Problems and tasks:
[1] In the music video analysis, what clothing does Michael wear in the video?
[2] From the music video analysis, copy the part that opens with the words containing "The same can" and closes with "of that ‘freedom’.".
[3] Proceed with the music video analysis, picking up after its final sentence.

The same can be said about Michael’s trip to the flame of the Statue of Liberty. His positioning on top of one of the tallest structures of the world reinforces his status of privilege as a white male, but also stands as an emblem of the Ellis Island culture, that of the American Dream. In the United States, the land of possibilities, one can become whoever he or she wants to be. America becomes the place of dreams and reinvented identities, a space where most fantasies can become a reality because of that ‘freedom’.
It would seem that only white people are in the privileged position to say that skin color does not matter. “I’m not going to spend my life being a color”, he sings, mainly meaning that the prism by which we should evaluate people is not race, but equality. However, the suggestion of the erasure of color leads us to conjecture that whiteness is the ideal. Michael, occupying his throne near the crown of the Statue of Liberty, asserts this statement through more than his lyrics. His costume choice for this video becomes an interesting one to analyze: a white shirt, paired with black pants. If we were to deconstruct it, we would find that the whiteness of his outfit resides on top of the black, signaling the order of hierarchy of race, but also occupies the top portion of his body, the one valued because of intellect and reason, while the black one covers the bottom half, the portion that contains the genitalia and is often associated with the sexualized and the primitive. We can see this clothing choice as a reflection of cultural stereotypes: the rational and civilized white is above the primitive and hypersexualized black. Being that this is a video to try to disavow racial stereotypes and racial differences, the clothing selection surfaces as a huge oversight, or a fraught choice.

Provided data:
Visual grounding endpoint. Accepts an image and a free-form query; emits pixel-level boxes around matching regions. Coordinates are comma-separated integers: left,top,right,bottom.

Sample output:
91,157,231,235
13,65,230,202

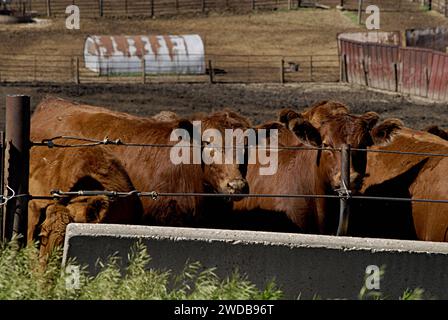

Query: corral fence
338,33,448,101
15,0,422,17
0,53,339,84
411,0,448,17
0,95,448,242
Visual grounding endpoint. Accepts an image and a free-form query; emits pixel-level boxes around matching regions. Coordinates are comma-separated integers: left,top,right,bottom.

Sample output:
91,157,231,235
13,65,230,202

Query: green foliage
0,241,282,300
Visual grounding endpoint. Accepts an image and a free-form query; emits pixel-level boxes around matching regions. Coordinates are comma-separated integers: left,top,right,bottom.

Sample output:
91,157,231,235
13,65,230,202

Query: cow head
39,203,73,262
280,103,402,191
199,111,250,201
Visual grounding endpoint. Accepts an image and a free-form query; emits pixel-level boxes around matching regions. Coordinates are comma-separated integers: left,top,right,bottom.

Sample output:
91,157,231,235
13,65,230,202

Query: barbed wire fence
0,96,448,242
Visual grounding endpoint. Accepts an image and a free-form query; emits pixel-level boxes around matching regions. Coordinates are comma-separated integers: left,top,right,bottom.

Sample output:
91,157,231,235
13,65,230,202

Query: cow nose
227,179,249,193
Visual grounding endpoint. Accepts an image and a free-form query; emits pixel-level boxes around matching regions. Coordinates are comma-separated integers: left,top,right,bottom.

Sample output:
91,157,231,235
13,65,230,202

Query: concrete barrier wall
64,224,448,299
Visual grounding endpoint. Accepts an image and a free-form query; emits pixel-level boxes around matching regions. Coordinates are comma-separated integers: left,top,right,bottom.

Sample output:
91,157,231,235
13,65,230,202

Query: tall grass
0,241,282,300
0,241,426,300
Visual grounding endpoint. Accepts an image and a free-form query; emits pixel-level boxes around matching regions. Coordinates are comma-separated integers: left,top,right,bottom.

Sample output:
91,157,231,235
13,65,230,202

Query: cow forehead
321,115,369,145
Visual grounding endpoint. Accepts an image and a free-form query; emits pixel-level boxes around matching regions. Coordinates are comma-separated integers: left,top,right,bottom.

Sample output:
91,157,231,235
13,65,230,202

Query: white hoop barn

Numbered answers:
[1] A white shirt paired with black pants.

[2]
The same can be said about Michael’s trip to the flame of the Statue of Liberty. His positioning on top of one of the tallest structures of the world reinforces his status of privilege as a white male, but also stands as an emblem of the Ellis Island culture, that of the American Dream. In the United States, the land of possibilities, one can become whoever he or she wants to be. America becomes the place of dreams and reinvented identities, a space where most fantasies can become a reality because of that ‘freedom’.

[3]
Whereas this video was released to repudiate certain racist accusations towards Michael Jackson, the image tells us a different story. Even though the video promises to challenge ruling discursive assumptions about race, it ends up reaffirming the status quo of white supremacy. The morphing of the faces that ends the musical portion of the video, as well as the transformation of Michael’s face through plastic surgery manipulation seems to suggest that the King of Pop is not looking to join the Little Prince on his quest of returning to the Earth to live happily ever after. Instead, it seems that he has reached the point of no return, and as his hopping from identity to identity progresses, his highly morphed body better suits a space within this galaxy, but out of this world.
Marchetti, Gina. Romance and the “Yellow Peril”: Race, Sex and Discursive Strategies in Hollywood Fiction. Berkeley: University of California Press, 1993. Said, Edward. Orientalism. 1978. 25th Anniversary Edition. New York: Random House, 1994.
Stam, Robert and Louise Spence. “Colonialism, Racism an Representation: An Introduction” in Film: Psychology, Ideology, and Technology. Ed. Leo Braudy and Marshall Cohen. 6th Ed. New York : Oxford University Press, 2004. pp 877-891.